== Description of the task ==
Write out the part of the radio observations passage that runs from "2.2 GMRT observations" up to and including "sixteen antennas present.".

== Excerpted passage ==
--- begin ---
For all data sets, the above procedure was carried out separately for the two polarizations. Individual four- and five-minute spectra were averaged together (using the appropriate weights) to produce the final spectrum for each bandwidth. A linear baseline was then fitted to these spectra (excluding the location of the line) and subtracted. Finally, the spectra were divided by the mean continuum flux density to convert them into optical depth (since the line is optically thin, a simple division by the continuum level suffices to convert from flux density into optical depth).

2.2 GMRT observations and data analysis

GMRT observations of the z = 0.2212 absorber were carried out on 19 October, 2000. The standard 30-station FX correlator, which gives a fixed number of 128 channels over a bandwidth which can be varied between 64 kHz and 16 MHz, was used as the backend. A bandwidth of 1 MHz was used for the observations, yielding a spectral resolution of $\sim $2.0 km s-1. 3C147 and 3C286 were used to calibrate the absolute flux density scale and system bandpass; no phase calibrator was used since OI 363 is itself unresolved by the GMRT. The total on-source time was around four and a half hours, with sixteen antennas present.

The data were analysed in AIPS using standard procedures. The analysis was fairly straightforward since there is negligible extended emission in the OI 363 field. Continuum emission was subtracted by fitting a linear baseline to the U-V visibilities, using the AIPS task UVLIN. The continuum subtracted data were then mapped in all frequency channels and a spectrum extracted at the quasar location from the resulting three-dimensional data cube. Spectra were also extracted at other locations in the cube to ensure that the data were not corrupted by interference. A spectrum was also obtained by simply vector averaging the U-V visibilities together, using the AIPS task POSSM. Since the two methods are essentially equivalent for the present case of a point source at the telescope phase centre, we use the POSSM spectrum in the discussion below. The RMS noise on this spectrum is $\sim $2.8 mJy, while the flux density of OI 363 was measured to be 2.25 Jy. Our experience with the GMRT indicates that the flux density calibration is reliable to $\sim $15%, in this observing mode.

3 The temperature of the absorbing gas

The spectra are shown in Figs. 1 and 2. Figure 1a presents the final Arecibo 3.125-MHz ($\sim $0.395 km s-1 resolution) spectrum in open squares. This has been smoothed to a resolution of $\sim $2 km s-1 to compare it to the GMRT spectrum, shown here as a thin solid line. The agreement between the two is excellent. The central narrow absorption component can be seen to be slightly asymmetric in both spectra. Further, in addition to the deep narrow component, the 21-cm spectrum also has a shallow broad component, seen in both the Arecibo and the GMRT spectra. This component can be more clearly seen in the zoomed-in plot of Fig. 1b, where the two spectra have again been superposed; again, the solid line is the GMRT spectrum, while the open squares are the points on the Arecibo 3.125-MHz spectrum. Figure 1c shows the Arecibo 3.125-MHz spectrum at the original resolution of $\sim $0.4 km s-1 (open squares); the thin solid line is the multi-Gaussian fit to the spectrum which will be discussed later. This spectrum has an RMS noise of $\sim $0.001 in optical depth per $\sim $0.4 km s-1 channel (i.e. $\sim $2 mJy). The deepest absorption occurs at a heliocentric frequency of 1163.075 MHz, i.e. at a heliocentric redshift of $z = 0.221250 \pm 0.000001$.
--- end ---
== Rows from a labeling collection ==
--- begin ---
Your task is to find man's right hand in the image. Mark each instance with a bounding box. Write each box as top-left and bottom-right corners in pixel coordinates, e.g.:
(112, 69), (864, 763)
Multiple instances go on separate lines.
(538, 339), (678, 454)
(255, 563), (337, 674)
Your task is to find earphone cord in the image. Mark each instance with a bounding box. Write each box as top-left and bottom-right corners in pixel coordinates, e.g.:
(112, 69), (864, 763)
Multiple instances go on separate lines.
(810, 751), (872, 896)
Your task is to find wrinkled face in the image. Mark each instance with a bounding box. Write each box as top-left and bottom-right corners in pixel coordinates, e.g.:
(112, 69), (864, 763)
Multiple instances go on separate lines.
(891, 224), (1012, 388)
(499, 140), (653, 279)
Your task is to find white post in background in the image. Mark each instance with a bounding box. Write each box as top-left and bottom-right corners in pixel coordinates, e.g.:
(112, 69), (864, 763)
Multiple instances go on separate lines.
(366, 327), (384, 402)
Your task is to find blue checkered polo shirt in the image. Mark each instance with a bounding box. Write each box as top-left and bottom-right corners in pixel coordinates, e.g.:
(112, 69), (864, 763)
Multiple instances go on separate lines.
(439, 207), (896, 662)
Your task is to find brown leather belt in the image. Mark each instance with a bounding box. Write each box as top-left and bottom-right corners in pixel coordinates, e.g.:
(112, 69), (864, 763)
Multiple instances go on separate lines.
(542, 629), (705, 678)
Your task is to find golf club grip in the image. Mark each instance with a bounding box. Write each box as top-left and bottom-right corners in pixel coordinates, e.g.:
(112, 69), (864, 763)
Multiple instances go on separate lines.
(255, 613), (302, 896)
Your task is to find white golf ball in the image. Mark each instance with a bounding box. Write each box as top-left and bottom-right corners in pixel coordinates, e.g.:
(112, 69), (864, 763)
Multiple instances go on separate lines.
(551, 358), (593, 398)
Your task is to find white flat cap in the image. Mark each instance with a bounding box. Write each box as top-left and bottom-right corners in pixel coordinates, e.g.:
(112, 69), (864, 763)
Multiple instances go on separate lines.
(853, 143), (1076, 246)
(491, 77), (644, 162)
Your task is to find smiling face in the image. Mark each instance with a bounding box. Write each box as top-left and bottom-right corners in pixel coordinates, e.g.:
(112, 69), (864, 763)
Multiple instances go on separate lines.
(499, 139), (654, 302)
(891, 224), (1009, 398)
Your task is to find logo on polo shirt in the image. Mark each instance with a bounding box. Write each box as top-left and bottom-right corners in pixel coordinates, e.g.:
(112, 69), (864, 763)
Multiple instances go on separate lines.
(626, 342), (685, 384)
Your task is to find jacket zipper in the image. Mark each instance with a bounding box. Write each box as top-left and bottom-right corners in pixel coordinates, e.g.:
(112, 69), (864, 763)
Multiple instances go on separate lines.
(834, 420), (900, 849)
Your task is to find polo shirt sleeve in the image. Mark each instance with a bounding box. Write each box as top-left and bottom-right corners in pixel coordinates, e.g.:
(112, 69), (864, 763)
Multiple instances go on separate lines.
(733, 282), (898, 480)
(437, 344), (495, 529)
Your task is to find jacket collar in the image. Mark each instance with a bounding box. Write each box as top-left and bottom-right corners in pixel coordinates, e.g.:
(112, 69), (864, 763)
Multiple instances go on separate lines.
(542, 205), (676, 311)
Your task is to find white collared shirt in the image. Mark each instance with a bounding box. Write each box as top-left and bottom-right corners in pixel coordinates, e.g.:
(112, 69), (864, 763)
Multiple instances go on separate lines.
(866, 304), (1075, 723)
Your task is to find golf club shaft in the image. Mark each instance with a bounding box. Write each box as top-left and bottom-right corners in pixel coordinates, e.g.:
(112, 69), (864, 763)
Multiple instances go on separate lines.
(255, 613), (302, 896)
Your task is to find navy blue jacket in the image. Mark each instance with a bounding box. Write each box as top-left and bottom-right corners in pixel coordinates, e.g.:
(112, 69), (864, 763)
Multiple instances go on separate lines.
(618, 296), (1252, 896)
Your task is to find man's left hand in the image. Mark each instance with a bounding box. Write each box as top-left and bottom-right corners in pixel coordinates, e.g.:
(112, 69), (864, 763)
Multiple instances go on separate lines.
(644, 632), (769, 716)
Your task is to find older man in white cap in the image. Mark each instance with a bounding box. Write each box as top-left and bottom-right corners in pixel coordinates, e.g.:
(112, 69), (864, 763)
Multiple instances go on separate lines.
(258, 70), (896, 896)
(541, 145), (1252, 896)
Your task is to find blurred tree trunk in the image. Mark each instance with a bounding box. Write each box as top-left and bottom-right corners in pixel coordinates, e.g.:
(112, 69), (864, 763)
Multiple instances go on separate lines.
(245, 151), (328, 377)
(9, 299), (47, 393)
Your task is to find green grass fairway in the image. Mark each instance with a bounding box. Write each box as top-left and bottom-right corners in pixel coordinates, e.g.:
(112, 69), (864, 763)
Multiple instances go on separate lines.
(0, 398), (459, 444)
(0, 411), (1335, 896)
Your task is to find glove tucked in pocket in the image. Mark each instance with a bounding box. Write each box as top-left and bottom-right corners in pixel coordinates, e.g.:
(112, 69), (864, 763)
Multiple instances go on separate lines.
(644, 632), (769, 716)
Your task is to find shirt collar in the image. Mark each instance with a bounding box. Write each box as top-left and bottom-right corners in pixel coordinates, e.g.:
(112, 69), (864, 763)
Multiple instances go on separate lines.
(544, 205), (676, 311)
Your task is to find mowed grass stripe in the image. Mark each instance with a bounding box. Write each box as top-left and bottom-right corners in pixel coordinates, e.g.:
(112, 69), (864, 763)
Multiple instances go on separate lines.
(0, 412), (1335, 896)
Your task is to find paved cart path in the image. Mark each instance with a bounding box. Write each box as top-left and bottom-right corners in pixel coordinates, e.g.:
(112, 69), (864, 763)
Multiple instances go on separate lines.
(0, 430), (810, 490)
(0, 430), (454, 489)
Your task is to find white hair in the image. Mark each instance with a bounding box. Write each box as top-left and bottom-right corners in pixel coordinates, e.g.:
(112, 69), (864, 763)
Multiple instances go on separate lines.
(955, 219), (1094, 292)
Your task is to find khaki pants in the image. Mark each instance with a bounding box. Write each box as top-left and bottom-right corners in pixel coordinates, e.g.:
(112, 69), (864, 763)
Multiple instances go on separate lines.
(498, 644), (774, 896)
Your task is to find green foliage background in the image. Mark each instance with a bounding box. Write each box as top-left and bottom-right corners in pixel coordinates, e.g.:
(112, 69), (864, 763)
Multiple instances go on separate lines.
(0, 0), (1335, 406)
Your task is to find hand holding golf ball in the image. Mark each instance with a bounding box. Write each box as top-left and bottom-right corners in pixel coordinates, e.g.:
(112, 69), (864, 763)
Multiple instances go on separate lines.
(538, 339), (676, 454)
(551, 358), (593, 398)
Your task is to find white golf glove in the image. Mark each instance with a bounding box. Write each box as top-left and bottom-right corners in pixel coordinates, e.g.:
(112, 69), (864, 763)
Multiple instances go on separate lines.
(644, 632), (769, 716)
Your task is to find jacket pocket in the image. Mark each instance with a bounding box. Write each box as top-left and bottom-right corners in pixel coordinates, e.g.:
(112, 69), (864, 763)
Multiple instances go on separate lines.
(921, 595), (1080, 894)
--- end ---
== Written answer ==
2.2 GMRT observations and data analysis

GMRT observations of the z = 0.2212 absorber were carried out on 19 October, 2000. The standard 30-station FX correlator, which gives a fixed number of 128 channels over a bandwidth which can be varied between 64 kHz and 16 MHz, was used as the backend. A bandwidth of 1 MHz was used for the observations, yielding a spectral resolution of $\sim $2.0 km s-1. 3C147 and 3C286 were used to calibrate the absolute flux density scale and system bandpass; no phase calibrator was used since OI 363 is itself unresolved by the GMRT. The total on-source time was around four and a half hours, with sixteen antennas present.